**Task prompt:**
Rewrite the whole listing below as a numbered list, dropping any blank lines and omitting the pictures.

**The data:**
------------------------------------

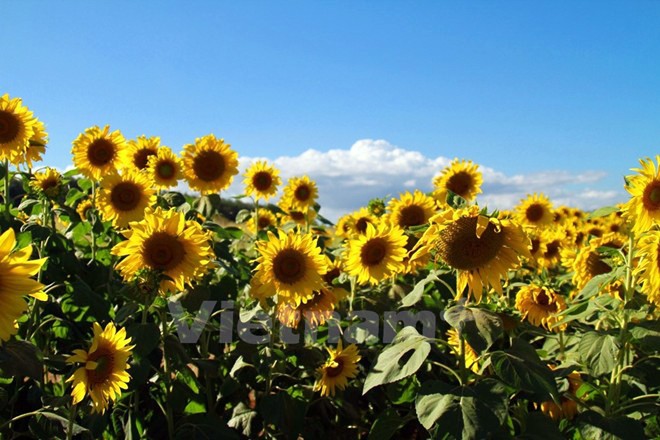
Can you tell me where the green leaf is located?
[362,326,431,394]
[444,305,503,353]
[578,332,619,376]
[415,379,507,439]
[587,206,619,220]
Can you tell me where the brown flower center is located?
[142,232,186,270]
[273,249,306,284]
[110,182,142,211]
[438,217,506,270]
[0,110,21,144]
[399,205,426,228]
[525,203,545,223]
[360,237,387,266]
[87,138,116,167]
[193,150,225,182]
[447,171,473,198]
[642,180,660,211]
[252,171,273,191]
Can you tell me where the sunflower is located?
[516,193,554,228]
[346,223,407,285]
[125,135,160,171]
[255,230,327,306]
[97,170,156,228]
[30,168,62,199]
[0,94,36,162]
[76,199,94,221]
[146,147,183,189]
[387,190,435,229]
[635,231,660,306]
[182,134,238,195]
[516,284,566,331]
[447,328,479,373]
[66,322,134,414]
[112,207,215,293]
[433,159,483,204]
[243,160,282,200]
[622,155,660,233]
[572,232,624,291]
[245,208,277,234]
[412,206,531,302]
[277,287,337,329]
[282,176,319,212]
[314,340,361,396]
[71,125,126,180]
[0,229,48,341]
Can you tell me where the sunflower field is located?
[0,91,660,440]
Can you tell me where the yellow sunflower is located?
[635,231,660,307]
[243,160,282,200]
[18,119,48,168]
[97,170,156,228]
[66,322,134,414]
[277,287,337,329]
[283,176,319,212]
[76,199,94,221]
[112,207,215,294]
[182,134,238,195]
[255,230,327,306]
[622,155,660,233]
[387,190,435,229]
[125,135,160,171]
[345,223,407,285]
[433,159,483,204]
[516,284,566,331]
[71,125,126,180]
[245,208,277,234]
[447,328,479,373]
[30,168,62,199]
[0,94,36,162]
[412,206,531,302]
[0,229,48,341]
[516,193,554,232]
[146,147,183,189]
[314,340,361,396]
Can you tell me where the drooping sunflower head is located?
[66,322,134,414]
[516,284,566,331]
[125,135,160,171]
[0,94,36,163]
[243,160,282,200]
[412,206,531,301]
[387,190,435,229]
[516,193,554,228]
[182,134,238,195]
[97,170,156,228]
[635,231,660,307]
[112,207,215,294]
[345,222,407,285]
[282,176,319,211]
[30,168,62,199]
[277,287,337,329]
[0,228,48,341]
[622,155,660,233]
[255,230,327,306]
[314,341,361,396]
[146,147,183,189]
[71,125,127,180]
[433,159,483,204]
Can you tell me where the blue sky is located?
[5,0,660,218]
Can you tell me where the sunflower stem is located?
[66,404,78,440]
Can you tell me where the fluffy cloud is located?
[196,139,624,220]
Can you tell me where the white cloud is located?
[183,139,624,220]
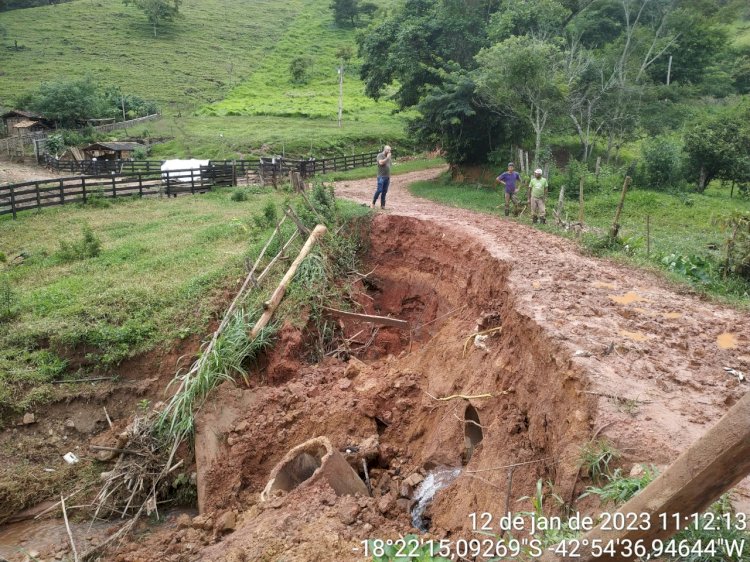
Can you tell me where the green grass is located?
[0,189,283,412]
[410,174,750,306]
[0,0,413,159]
[143,115,414,160]
[0,0,304,109]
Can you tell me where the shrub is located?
[56,225,102,262]
[253,201,278,229]
[230,189,247,202]
[289,57,313,84]
[641,137,683,189]
[0,275,18,322]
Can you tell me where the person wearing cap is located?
[371,144,391,209]
[529,168,549,224]
[495,162,521,217]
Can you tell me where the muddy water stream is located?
[411,467,462,531]
[0,519,119,562]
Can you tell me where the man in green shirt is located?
[529,168,549,224]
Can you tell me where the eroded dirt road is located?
[336,169,750,498]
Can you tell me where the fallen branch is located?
[89,445,150,457]
[60,494,78,562]
[322,306,409,330]
[250,224,328,340]
[422,390,500,402]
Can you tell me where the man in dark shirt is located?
[495,162,521,217]
[372,144,391,209]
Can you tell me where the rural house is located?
[0,109,52,137]
[83,142,146,160]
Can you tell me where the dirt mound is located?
[113,213,593,560]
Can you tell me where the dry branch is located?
[250,224,328,340]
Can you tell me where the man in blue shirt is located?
[495,162,521,217]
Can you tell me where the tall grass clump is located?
[55,224,102,263]
[156,310,277,441]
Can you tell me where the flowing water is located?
[411,467,462,531]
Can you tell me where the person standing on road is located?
[372,144,391,209]
[529,168,549,224]
[495,162,521,217]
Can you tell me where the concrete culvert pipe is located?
[260,437,369,501]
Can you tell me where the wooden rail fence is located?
[0,166,233,218]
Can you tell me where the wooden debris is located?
[250,224,328,340]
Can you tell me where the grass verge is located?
[0,189,284,412]
[409,174,750,307]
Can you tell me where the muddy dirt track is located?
[7,166,750,562]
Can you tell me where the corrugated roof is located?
[84,142,145,151]
[13,119,48,129]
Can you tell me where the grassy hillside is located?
[0,190,284,412]
[0,0,409,158]
[0,0,304,107]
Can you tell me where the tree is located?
[684,104,750,192]
[331,0,359,27]
[122,0,182,37]
[26,78,107,128]
[476,36,566,162]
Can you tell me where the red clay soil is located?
[107,167,750,561]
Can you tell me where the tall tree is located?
[122,0,182,37]
[476,36,566,162]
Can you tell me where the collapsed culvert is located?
[260,437,369,501]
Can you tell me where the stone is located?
[404,472,424,488]
[214,511,237,534]
[398,482,414,498]
[177,513,193,529]
[337,496,360,525]
[378,493,396,514]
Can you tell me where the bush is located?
[0,275,18,322]
[289,57,313,84]
[253,201,278,229]
[56,225,102,262]
[229,189,247,202]
[641,136,683,189]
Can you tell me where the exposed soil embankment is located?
[113,216,593,560]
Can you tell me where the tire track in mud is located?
[336,168,750,511]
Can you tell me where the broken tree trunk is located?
[609,176,631,240]
[250,224,328,340]
[555,185,565,226]
[541,393,750,562]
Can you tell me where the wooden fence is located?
[0,166,234,218]
[40,152,377,179]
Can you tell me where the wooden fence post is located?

------------------------------------

**Exercise result:**
1. Can you tell me where the green leaf is located?
2. [362,326,431,394]
3. [444,305,503,353]
4. [578,332,619,376]
5. [415,379,507,439]
6. [587,206,619,220]
7. Can you tell me where the brown flower center is located?
8. [142,232,186,270]
9. [273,249,306,284]
10. [110,182,142,211]
11. [438,217,506,270]
12. [0,110,21,144]
13. [399,205,426,228]
14. [525,203,545,223]
15. [360,237,387,266]
16. [87,138,116,167]
17. [193,150,225,182]
18. [447,171,473,198]
19. [642,180,660,211]
20. [252,171,273,191]
21. Can you tell me where the sunflower is located?
22. [516,193,554,228]
23. [346,223,407,285]
24. [125,135,160,171]
25. [255,230,327,306]
26. [97,170,156,228]
27. [30,168,62,199]
28. [0,94,36,162]
29. [76,199,94,221]
30. [146,147,183,189]
31. [387,190,435,229]
32. [635,231,660,306]
33. [182,134,238,195]
34. [516,284,566,331]
35. [447,328,479,373]
36. [66,322,134,414]
37. [112,207,215,293]
38. [433,159,483,204]
39. [243,160,282,200]
40. [622,155,660,233]
41. [572,232,624,291]
42. [245,208,277,234]
43. [412,206,531,302]
44. [277,287,337,329]
45. [282,176,319,212]
46. [314,340,361,396]
47. [71,125,126,180]
48. [0,229,48,341]
49. Can you tell me where the sunflower field is located?
50. [0,91,660,440]
51. Can you tell me where the yellow sunflower is located?
52. [635,231,660,307]
53. [243,160,282,200]
54. [18,119,48,168]
55. [97,170,156,228]
56. [66,322,134,414]
57. [277,287,337,329]
58. [283,176,319,212]
59. [76,199,94,221]
60. [112,207,215,294]
61. [182,134,238,195]
62. [255,230,327,306]
63. [622,155,660,233]
64. [387,190,435,229]
65. [125,135,160,171]
66. [345,223,407,285]
67. [433,159,483,204]
68. [516,284,566,331]
69. [71,125,126,180]
70. [245,208,277,234]
71. [447,328,479,373]
72. [30,168,62,199]
73. [0,94,36,162]
74. [412,206,531,302]
75. [0,229,48,341]
76. [516,193,554,232]
77. [146,147,183,189]
78. [314,340,361,396]
79. Can you tell me where the drooping sunflower head is located?
80. [66,322,134,414]
81. [516,284,566,331]
82. [125,135,160,171]
83. [0,94,36,163]
84. [243,160,282,200]
85. [412,206,531,301]
86. [387,190,435,229]
87. [516,193,554,228]
88. [182,134,238,195]
89. [97,170,156,228]
90. [635,231,660,307]
91. [112,207,215,294]
92. [345,222,407,285]
93. [282,176,319,211]
94. [30,168,62,199]
95. [277,287,337,329]
96. [0,228,48,341]
97. [622,155,660,233]
98. [255,230,327,306]
99. [314,341,361,396]
100. [146,147,183,189]
101. [71,125,127,180]
102. [433,159,483,204]
103. Can you tell me where the blue sky is located?
104. [5,0,660,218]
105. Can you tell me where the sunflower stem is located?
106. [66,404,78,440]
107. Can you tell me where the fluffy cloud is located?
108. [196,139,624,220]
109. Can you tell me where the white cloud is located?
110. [183,139,624,220]
111. Can you tell me where the green grass is located?
112. [0,189,283,412]
113. [410,174,750,306]
114. [0,0,413,159]
115. [143,115,414,160]
116. [0,0,304,109]
117. Can you tell me where the shrub is located?
118. [56,225,102,262]
119. [253,201,278,229]
120. [230,189,247,202]
121. [289,57,313,84]
122. [641,137,683,189]
123. [0,275,18,322]
124. Can you tell me where the person wearing cap is located?
125. [371,144,391,209]
126. [529,168,549,224]
127. [495,162,521,217]
128. Can you tell me where the muddy water stream is located?
129. [411,467,462,531]
130. [0,519,119,562]
131. Can you tell me where the man in green shirt is located?
132. [529,168,549,224]
133. Can you tell me where the eroded dirt road is located?
134. [336,169,750,498]
135. Can you tell me where the fallen branch is located?
136. [89,445,150,457]
137. [60,494,78,562]
138. [322,306,409,330]
139. [250,224,328,340]
140. [422,390,500,402]
141. Can you tell me where the man in dark shirt is located?
142. [495,162,521,217]
143. [372,144,391,209]
144. Can you tell me where the rural house is located?
145. [0,109,52,137]
146. [83,142,146,160]
147. Can you tell me where the dirt mound is located?
148. [113,213,593,560]
149. Can you tell me where the dry branch is located?
150. [250,224,328,340]
151. Can you tell me where the man in blue shirt is located?
152. [495,162,521,217]
153. Can you tell me where the tall grass clump is located?
154. [55,224,102,263]
155. [156,310,277,441]
156. Can you tell me where the flowing water is located?
157. [411,467,462,531]
158. Can you tell me where the person standing on road is located?
159. [372,144,391,209]
160. [529,168,549,224]
161. [495,162,521,217]
162. Can you tell me where the concrete culvert pipe is located?
163. [260,437,369,501]
164. Can you tell me where the wooden rail fence is located?
165. [0,166,233,218]
166. Can you tell me where the wooden debris is located?
167. [250,224,328,340]
168. Can you tell me where the grass verge is located?
169. [0,189,284,412]
170. [409,174,750,307]
171. Can you tell me where the muddy dirt track is located?
172. [7,166,750,562]
173. Can you tell me where the corrugated roof is located?
174. [84,142,145,151]
175. [13,119,48,129]
176. Can you tell me where the grassy hillside is located?
177. [0,190,284,412]
178. [0,0,409,158]
179. [0,0,304,107]
180. Can you tell me where the tree is located?
181. [684,104,750,192]
182. [331,0,359,27]
183. [122,0,182,37]
184. [26,78,107,128]
185. [476,36,566,162]
186. Can you tell me where the red clay soil is located?
187. [107,167,750,561]
188. Can you tell me where the tall tree is located?
189. [122,0,182,37]
190. [476,36,566,162]
191. Can you tell me where the collapsed culvert is located?
192. [260,437,369,501]
193. Can you tell me where the stone is located?
194. [404,472,424,488]
195. [214,511,237,534]
196. [398,482,414,498]
197. [177,513,193,529]
198. [337,496,360,525]
199. [378,493,396,514]
200. Can you tell me where the bush is located?
201. [0,275,18,322]
202. [289,57,313,84]
203. [253,201,278,229]
204. [56,225,102,262]
205. [229,189,247,202]
206. [641,136,683,189]
207. Can you tell me where the exposed soil embankment is located?
208. [113,216,593,560]
209. Can you tell me where the tire track in mud is located?
210. [336,168,750,511]
211. Can you tell me where the broken tree trunk is located?
212. [609,176,631,240]
213. [250,224,328,340]
214. [555,185,565,226]
215. [541,393,750,562]
216. Can you tell me where the wooden fence is located?
217. [0,166,234,218]
218. [40,152,377,179]
219. Can you tell me where the wooden fence post is located?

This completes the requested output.